### Short exercise
Copy all of the material word for word, except for the pictures.

### Extracted information
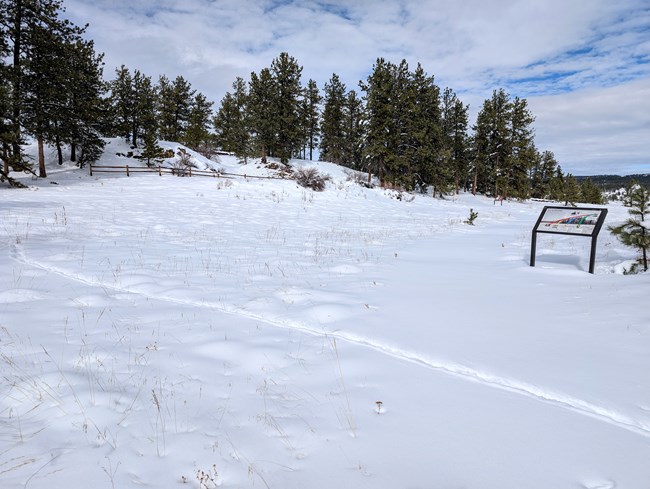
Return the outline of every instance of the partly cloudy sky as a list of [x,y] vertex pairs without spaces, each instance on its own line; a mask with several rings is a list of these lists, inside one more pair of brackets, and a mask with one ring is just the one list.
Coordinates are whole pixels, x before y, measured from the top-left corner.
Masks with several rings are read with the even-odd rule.
[[359,91],[378,57],[421,63],[470,104],[526,98],[536,143],[576,175],[650,172],[650,0],[64,0],[105,53],[184,76],[218,107],[286,51],[303,84]]

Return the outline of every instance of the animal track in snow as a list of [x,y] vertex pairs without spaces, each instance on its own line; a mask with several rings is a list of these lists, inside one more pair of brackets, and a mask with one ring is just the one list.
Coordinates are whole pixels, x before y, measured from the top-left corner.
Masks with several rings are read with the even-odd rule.
[[[591,418],[598,419],[602,422],[617,426],[618,428],[622,428],[627,431],[631,431],[633,433],[642,435],[646,438],[650,438],[650,421],[635,419],[630,416],[627,416],[626,414],[614,411],[609,408],[598,406],[588,401],[578,399],[576,397],[572,397],[568,394],[547,390],[544,389],[543,387],[532,385],[517,379],[501,377],[498,375],[491,374],[490,372],[487,371],[477,370],[453,362],[439,361],[433,358],[426,357],[421,353],[415,351],[406,350],[403,348],[389,345],[387,343],[381,343],[372,340],[370,338],[356,336],[349,332],[324,331],[322,329],[310,327],[299,321],[290,321],[278,317],[270,317],[268,315],[253,313],[245,309],[242,309],[241,307],[238,307],[234,304],[226,304],[223,302],[195,301],[191,299],[180,299],[172,296],[151,294],[151,293],[137,290],[135,288],[118,287],[115,285],[106,284],[100,280],[85,278],[79,274],[74,274],[51,265],[45,265],[35,260],[28,259],[25,256],[22,249],[19,249],[19,247],[16,245],[12,245],[12,257],[16,261],[24,265],[33,266],[50,273],[55,273],[69,280],[74,280],[88,286],[99,287],[104,291],[134,294],[134,295],[139,295],[141,297],[146,297],[149,300],[159,300],[159,301],[169,302],[173,304],[180,304],[185,306],[210,308],[212,310],[218,310],[227,314],[246,317],[248,319],[259,321],[261,323],[268,324],[270,326],[300,331],[312,336],[318,336],[318,337],[329,336],[341,341],[345,341],[350,344],[354,344],[364,348],[370,348],[384,355],[388,355],[399,360],[411,362],[433,371],[441,372],[447,375],[453,375],[468,381],[477,382],[479,384],[488,387],[493,387],[496,389],[513,392],[522,396],[536,399],[541,402],[558,406],[563,409],[568,409],[570,411],[579,413],[581,415],[589,416]],[[615,483],[614,486],[607,486],[607,485],[594,486],[593,488],[590,486],[589,489],[610,489],[614,487],[616,487]]]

### Result of this exercise
Return the outline of every instance of the partly cloudy sky as a list of [x,y] vertex pairs without spaces, each instance on its own line; a mask with several rings is a list of these lists, inside one more pair of brackets, and a mask with one ring is just the one list.
Coordinates are whole pixels, x before y, measured from the top-left corner.
Masks with several rings are read with the even-odd rule.
[[359,91],[378,57],[421,63],[470,104],[526,98],[536,143],[576,175],[650,172],[650,0],[64,0],[105,53],[184,76],[218,107],[286,51],[303,84]]

Return the outline of every instance of the animal track in snow as a list of [x,y] vertex pairs without spaces, each instance on its own line; a mask with several rings is a list of these lists, inside one more pair of brackets, and a mask with one ring is just the one list.
Coordinates are whole pixels, x before y, measured from the top-left corner.
Masks with several rings are read with the even-odd rule.
[[[591,418],[598,419],[602,422],[617,426],[618,428],[622,428],[627,431],[631,431],[633,433],[642,435],[646,438],[650,438],[650,421],[635,419],[630,416],[627,416],[626,414],[614,411],[609,408],[598,406],[588,401],[578,399],[576,397],[572,397],[568,394],[547,390],[544,389],[543,387],[532,385],[517,379],[501,377],[498,375],[491,374],[490,372],[487,371],[477,370],[453,362],[439,361],[433,358],[426,357],[421,353],[415,351],[406,350],[403,348],[389,345],[387,343],[381,343],[372,340],[370,338],[356,336],[349,332],[324,331],[322,329],[310,327],[299,321],[290,321],[278,317],[270,317],[268,315],[253,313],[245,309],[242,309],[241,307],[238,307],[234,304],[226,304],[223,302],[195,301],[191,299],[180,299],[172,296],[151,294],[151,293],[137,290],[135,288],[118,287],[115,285],[106,284],[100,280],[85,278],[79,274],[74,274],[51,265],[45,265],[35,260],[28,259],[25,256],[22,249],[19,249],[19,247],[16,245],[12,245],[12,257],[16,261],[24,265],[33,266],[50,273],[55,273],[69,280],[74,280],[88,286],[99,287],[104,291],[134,294],[134,295],[139,295],[141,297],[146,297],[149,300],[159,300],[159,301],[169,302],[173,304],[180,304],[185,306],[210,308],[212,310],[218,310],[227,314],[246,317],[248,319],[259,321],[261,323],[268,324],[270,326],[300,331],[312,336],[318,336],[318,337],[329,336],[341,341],[345,341],[350,344],[354,344],[364,348],[370,348],[384,355],[388,355],[399,360],[411,362],[433,371],[441,372],[447,375],[453,375],[468,381],[477,382],[479,384],[488,387],[493,387],[496,389],[513,392],[522,396],[536,399],[541,402],[558,406],[563,409],[568,409],[570,411],[579,413],[581,415],[589,416]],[[615,483],[614,486],[607,486],[607,485],[594,486],[593,488],[590,486],[589,489],[610,489],[614,487],[616,487]]]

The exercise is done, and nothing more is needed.